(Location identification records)
▬▬▬▬▬▬▬▬▬▬

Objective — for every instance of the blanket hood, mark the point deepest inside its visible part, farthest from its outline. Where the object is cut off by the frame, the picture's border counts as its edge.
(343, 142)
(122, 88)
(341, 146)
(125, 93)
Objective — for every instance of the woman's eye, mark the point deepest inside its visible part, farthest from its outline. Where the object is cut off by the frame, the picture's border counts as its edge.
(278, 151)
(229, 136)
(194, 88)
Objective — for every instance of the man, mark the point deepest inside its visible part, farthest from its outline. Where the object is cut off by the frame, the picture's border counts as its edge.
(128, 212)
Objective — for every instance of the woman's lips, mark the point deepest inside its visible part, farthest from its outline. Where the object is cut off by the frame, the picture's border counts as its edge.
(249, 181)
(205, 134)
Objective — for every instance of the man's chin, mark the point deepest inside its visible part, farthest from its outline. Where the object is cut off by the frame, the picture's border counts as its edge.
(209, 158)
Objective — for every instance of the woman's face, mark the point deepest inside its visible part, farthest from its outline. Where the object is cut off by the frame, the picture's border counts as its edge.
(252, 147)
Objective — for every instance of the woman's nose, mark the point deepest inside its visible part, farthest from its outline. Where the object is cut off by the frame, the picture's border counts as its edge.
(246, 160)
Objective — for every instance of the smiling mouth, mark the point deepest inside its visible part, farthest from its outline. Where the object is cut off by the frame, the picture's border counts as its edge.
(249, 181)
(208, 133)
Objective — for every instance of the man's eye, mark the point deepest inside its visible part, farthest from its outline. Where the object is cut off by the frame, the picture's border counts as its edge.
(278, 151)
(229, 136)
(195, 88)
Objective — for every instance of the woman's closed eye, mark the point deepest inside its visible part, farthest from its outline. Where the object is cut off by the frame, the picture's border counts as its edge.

▬▬▬▬▬▬▬▬▬▬

Copy out the stretch of the records from the line containing "Objective — for every instance of the woman's nose, mark" through the end, word for word.

Objective — for every instance of the woman's nose, mark the point deepest inside its visible part, farthest from its outline. Where the object is cut off by the frame, the picture's border counts as its edge.
(246, 160)
Objective — for every instance of the smiling mouth, mark the point deepest inside its visible part, farthest from its outline. Where the object is cut off by the frame, the picture's border counts as its edge.
(249, 181)
(208, 133)
Objective — for every instance of the man's eye, mark the point deepest inside its visible part, farthest from its outline. Where the object is cut off by the frame, the picture's border counts as its edge.
(278, 151)
(229, 136)
(195, 88)
Objective — for every instance of the woman's closed eye, mark the point deepest inside its visible part, farthest from its outline. Where the object is cut off by the frame, the picture's border counts as its edge.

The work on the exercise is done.